*Exercise tasks:*
[1] Decide whether each statement agrees with the passage on Philippe Gosselin. For each, answer yes or no and quote the words of the passage that decide it. (a) Gosselin sits on the Committee on Foreign Affairs. (b) In the November 2019 internal vote, Gosselin finished last among six candidates. (c) Gosselin has been a member of the National Assembly since the 2012 elections.
[2] Summarize the passage on Philippe Gosselin in two sentences.
[3] Resume the passage on Philippe Gosselin from where it stops.

Document passage below:

French lawyer and politician (born 1966)

Philippe Gosselin (/fr/; born 23 October 1966) is a French lawyer and politician of The Republicans (LR) who has been serving as a member of the National Assembly of France since the 2007 elections, representing the Manche department.

==Political career==
In parliament, Gosselin serves on the Committee on Legal Affairs. In addition to his committee assignments, he is a member of the French-South African Parliamentary Friendship Group and the French-Spanish Parliamentary Friendship Group. He is also part of the French delegation to the Franco-German Parliamentary Assembly.

Following Christian Jacob's election as LR chairman, Gosselin announced his candidacy to succeed him as leader of the party's parliamentary group. In an internal vote in November 2019, he eventually came in last out of six candidates; the position went to Damien Abad instead.

Since 2022, Gosselin has also been one of six National Assembly members who serve as judges of the Cour de Justice de la République (CJR).

End of Document passage.
Material shown below:

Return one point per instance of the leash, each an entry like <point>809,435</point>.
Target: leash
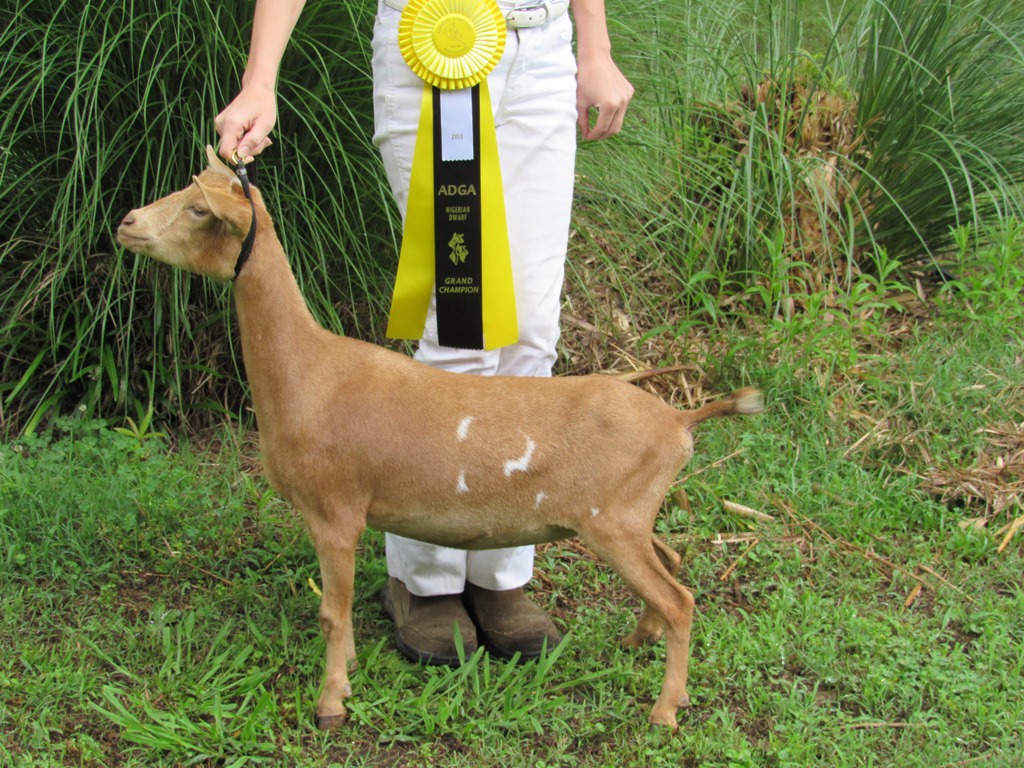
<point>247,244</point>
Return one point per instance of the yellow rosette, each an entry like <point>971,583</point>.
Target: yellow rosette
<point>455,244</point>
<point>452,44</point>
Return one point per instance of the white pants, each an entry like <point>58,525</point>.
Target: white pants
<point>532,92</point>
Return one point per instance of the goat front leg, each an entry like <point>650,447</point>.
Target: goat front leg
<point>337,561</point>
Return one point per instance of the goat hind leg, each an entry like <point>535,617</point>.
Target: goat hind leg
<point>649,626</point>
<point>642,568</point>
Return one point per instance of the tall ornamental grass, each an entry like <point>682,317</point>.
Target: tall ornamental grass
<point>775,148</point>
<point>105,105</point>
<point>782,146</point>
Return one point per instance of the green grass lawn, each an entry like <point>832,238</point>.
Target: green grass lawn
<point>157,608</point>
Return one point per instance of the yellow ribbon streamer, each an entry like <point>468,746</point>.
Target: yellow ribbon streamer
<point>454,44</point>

End of Material shown.
Material shown below:

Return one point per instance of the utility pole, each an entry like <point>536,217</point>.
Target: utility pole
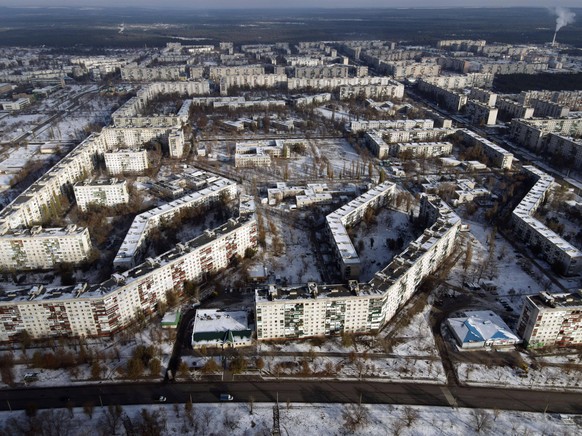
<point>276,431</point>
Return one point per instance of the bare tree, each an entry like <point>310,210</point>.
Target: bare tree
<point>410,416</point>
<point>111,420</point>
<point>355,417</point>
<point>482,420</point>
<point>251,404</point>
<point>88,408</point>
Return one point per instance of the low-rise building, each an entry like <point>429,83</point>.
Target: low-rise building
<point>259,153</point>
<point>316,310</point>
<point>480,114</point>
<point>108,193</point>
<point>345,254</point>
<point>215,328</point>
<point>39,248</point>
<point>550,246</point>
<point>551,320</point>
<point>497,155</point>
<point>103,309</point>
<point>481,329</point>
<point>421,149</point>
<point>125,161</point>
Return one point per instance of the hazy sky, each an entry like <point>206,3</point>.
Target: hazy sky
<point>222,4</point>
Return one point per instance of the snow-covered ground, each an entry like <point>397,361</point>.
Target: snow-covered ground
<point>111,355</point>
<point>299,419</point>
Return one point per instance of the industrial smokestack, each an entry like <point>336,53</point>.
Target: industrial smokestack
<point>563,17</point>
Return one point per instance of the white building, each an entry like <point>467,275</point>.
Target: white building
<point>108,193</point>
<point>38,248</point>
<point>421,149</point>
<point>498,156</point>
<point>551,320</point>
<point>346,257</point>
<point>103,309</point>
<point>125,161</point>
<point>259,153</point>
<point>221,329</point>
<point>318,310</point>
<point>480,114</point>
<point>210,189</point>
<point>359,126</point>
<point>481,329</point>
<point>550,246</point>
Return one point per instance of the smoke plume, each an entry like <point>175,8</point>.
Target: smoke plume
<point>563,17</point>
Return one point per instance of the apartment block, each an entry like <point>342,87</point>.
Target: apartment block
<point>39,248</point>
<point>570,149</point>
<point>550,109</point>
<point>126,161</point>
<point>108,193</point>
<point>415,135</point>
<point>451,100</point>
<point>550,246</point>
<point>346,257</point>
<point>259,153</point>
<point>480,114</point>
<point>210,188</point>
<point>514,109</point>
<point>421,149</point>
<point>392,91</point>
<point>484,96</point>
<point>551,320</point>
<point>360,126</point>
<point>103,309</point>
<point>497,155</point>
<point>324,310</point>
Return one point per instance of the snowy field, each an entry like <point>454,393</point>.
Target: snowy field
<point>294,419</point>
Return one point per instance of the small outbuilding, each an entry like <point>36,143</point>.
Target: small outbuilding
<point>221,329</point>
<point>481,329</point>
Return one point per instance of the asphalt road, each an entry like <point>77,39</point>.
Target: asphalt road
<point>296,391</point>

End of Material shown.
Material shown below:

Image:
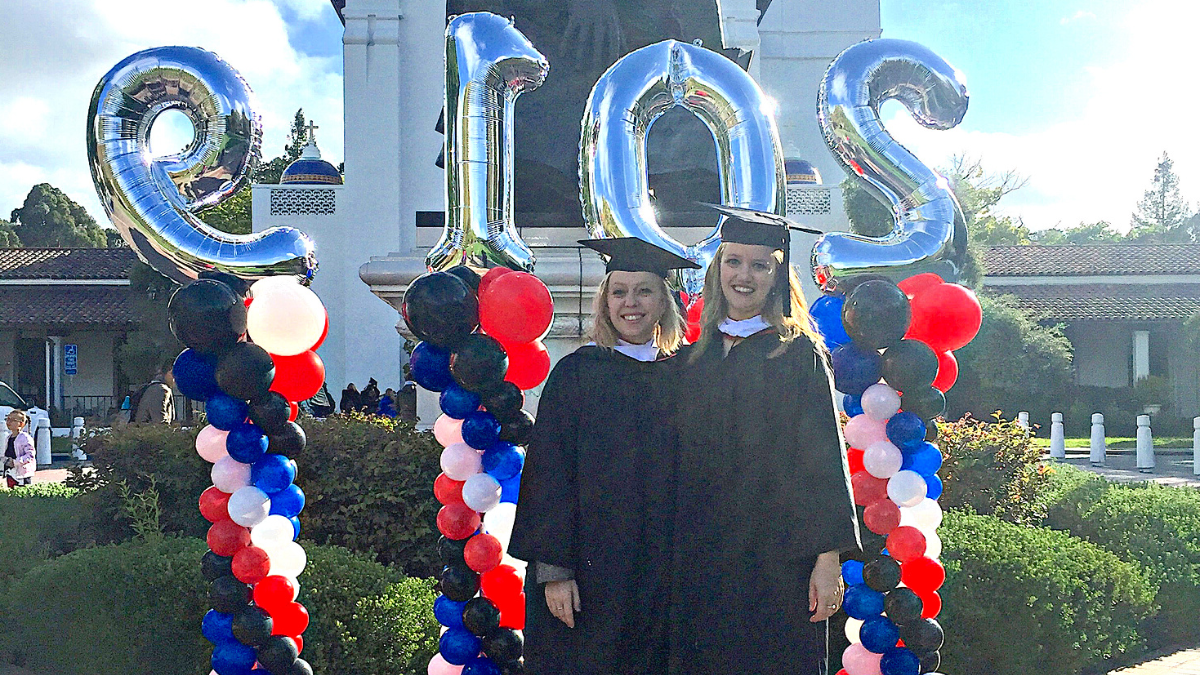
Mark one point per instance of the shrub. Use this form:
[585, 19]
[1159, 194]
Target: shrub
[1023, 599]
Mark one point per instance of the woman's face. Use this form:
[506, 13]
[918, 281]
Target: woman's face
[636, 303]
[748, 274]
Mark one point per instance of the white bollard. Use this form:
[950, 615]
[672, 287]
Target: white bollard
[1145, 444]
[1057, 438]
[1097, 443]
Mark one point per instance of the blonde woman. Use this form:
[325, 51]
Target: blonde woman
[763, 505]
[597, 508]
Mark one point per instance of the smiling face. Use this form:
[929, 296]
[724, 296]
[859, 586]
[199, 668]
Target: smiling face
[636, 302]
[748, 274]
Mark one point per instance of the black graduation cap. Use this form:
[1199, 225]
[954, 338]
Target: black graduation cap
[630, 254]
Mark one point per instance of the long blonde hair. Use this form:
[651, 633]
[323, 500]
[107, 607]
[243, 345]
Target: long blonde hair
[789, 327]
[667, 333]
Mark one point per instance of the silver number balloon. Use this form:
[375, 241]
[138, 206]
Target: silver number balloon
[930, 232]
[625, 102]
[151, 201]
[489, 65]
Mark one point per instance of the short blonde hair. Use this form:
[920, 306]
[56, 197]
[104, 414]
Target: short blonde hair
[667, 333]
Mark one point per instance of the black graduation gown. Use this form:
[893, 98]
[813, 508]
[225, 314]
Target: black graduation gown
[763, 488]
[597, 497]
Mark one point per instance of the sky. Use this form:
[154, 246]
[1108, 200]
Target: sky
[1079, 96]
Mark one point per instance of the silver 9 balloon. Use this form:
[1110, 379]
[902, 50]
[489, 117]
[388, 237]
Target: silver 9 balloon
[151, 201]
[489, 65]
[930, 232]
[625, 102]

End of Material shown.

*Solved problems:*
[1]
(a) No: "Gosselin serves on the Committee on Legal Affairs."
(b) Yes: "he eventually came in last out of six candidates"
(c) No: "who has been serving as a member of the National Assembly of France since the 2007 elections"

[2] Philippe Gosselin, born in 1966, is a French lawyer and Republicans politician who has represented the Manche department in the National Assembly since 2007. He serves on the Committee on Legal Affairs and in several parliamentary friendship groups, finished last in a 2019 bid to lead his party's parliamentary group, and since 2022 has been a judge of the Cour de Justice de la République.

[3]
==Political positions==
In the Republicans’ 2016 presidential primaries, Gosselin endorsed Hervé Mariton as the party's candidate for the office of President of France. In the party's 2017 leadership election, he later supported Laurent Wauquiez.

In July 2019, Gosselin voted against the French ratification of the European Union’s Comprehensive Economic and Trade Agreement (CETA) with Canada.

In 2021, Gosselin opposed a bill to modify the first article of the constitution and add that France “guarantees the preservation of the environment and of biological diversity, and fights against climate change.”

Ahead of the Republicans’ 2022 convention, Gosselin endorsed Bruno Retailleau as the party’s chairman.